## [SOURCE MATERIAL]

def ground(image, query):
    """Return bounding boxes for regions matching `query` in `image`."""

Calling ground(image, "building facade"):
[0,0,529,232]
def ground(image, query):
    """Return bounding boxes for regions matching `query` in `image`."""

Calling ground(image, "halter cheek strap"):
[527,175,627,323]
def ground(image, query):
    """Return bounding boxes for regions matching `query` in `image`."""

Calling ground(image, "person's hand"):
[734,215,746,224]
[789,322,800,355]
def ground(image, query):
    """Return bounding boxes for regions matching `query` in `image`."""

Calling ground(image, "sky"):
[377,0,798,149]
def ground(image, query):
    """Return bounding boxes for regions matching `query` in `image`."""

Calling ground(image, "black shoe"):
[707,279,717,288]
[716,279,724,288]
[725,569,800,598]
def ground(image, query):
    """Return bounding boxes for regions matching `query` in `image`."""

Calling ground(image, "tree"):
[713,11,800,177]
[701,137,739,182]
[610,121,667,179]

## [YOUR GOAL]
Set down the listing above in its entirety, exactly as written.

## [SOLUTION TO THE PROBLEM]
def ground(image, query):
    """Return bounding boxes for regions matching `query` in `image`."""

Calling ground(image, "building facade"):
[0,0,529,232]
def ground(image, query):
    """Return bounding boxes for regions matching `query` in `image`."""

Calling ground(image, "halter cheek strap"):
[527,175,627,323]
def ground(image, query):
    """Return bounding boxes for regions matching `query` in `image`."""

Calling ground(image, "person's hand"):
[734,215,746,224]
[789,322,800,355]
def ground(image, query):
    """Return bounding boxes for regions matching `query` in `image`."""

Calling ground(image, "sky"):
[377,0,798,149]
def ground(image, query):
    """Return bounding boxes for regions matching `query` in `image`."""

Calling ground(image, "black shoe"):
[707,279,717,288]
[716,279,724,288]
[725,569,800,598]
def ground(image, query):
    """Return bounding boxes for regions matching `query` in `image`."""

Calling ground(image, "tree"):
[713,11,800,177]
[701,137,739,182]
[610,121,667,179]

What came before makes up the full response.